EXERCISE REQUIREMENTS: Change "pointer" to "locator" in the stretch of data from its start through the line containing "point(157, 168)". Give only those lines back, with nothing else altered.

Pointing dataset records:
• • • • • • •

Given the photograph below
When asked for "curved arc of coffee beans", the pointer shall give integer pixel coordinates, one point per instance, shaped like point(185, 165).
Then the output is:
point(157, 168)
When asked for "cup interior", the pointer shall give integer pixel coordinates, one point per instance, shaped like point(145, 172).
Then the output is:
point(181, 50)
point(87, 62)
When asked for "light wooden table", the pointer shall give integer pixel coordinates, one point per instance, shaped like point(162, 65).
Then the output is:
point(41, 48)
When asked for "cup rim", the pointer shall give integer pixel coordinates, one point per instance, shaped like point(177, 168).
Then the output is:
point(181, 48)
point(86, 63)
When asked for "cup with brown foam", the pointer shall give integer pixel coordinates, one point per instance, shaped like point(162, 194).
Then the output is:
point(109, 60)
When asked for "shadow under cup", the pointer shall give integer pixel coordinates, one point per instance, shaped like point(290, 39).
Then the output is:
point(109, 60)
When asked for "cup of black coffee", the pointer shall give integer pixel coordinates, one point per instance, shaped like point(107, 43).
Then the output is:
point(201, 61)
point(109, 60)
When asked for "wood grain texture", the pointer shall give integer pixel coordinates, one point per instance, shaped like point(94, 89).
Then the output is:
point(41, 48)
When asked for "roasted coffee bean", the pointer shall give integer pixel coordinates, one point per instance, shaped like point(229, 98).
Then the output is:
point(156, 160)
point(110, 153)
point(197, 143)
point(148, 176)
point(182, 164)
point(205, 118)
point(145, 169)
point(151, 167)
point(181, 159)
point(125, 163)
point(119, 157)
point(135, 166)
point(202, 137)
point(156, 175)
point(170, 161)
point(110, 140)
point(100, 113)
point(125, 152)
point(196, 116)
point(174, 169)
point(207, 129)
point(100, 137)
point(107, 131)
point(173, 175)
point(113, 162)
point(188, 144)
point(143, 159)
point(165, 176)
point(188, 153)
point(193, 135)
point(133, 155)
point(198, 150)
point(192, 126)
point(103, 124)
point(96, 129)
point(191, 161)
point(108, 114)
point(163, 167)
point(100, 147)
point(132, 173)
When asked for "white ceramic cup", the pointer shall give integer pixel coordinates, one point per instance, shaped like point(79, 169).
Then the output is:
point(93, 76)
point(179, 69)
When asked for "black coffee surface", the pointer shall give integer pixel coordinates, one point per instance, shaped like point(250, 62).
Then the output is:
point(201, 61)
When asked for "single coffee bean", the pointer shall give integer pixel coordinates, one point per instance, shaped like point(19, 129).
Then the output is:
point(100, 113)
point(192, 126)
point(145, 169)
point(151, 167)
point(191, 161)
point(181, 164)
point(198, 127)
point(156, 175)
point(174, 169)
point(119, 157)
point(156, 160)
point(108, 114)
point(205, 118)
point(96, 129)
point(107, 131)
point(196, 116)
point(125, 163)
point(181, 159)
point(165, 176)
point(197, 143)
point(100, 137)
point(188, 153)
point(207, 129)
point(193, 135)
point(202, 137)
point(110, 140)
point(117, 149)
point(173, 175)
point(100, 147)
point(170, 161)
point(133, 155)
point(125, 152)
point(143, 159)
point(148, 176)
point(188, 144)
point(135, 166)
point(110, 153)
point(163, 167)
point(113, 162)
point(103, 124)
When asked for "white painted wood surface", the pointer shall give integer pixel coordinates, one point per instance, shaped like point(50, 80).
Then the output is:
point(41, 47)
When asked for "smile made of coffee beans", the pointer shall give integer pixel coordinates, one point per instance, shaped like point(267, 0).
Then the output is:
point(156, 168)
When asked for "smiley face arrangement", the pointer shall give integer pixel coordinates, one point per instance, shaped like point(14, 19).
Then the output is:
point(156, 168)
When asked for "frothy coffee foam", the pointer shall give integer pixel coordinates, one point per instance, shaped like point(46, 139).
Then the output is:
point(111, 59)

• • • • • • •

ANSWER IN FULL:
Given the photograph below
When asked for "curved arc of coffee beans", the locator shall give integer pixel coordinates, one point per instance, shaped like point(185, 165).
Then the output is:
point(157, 168)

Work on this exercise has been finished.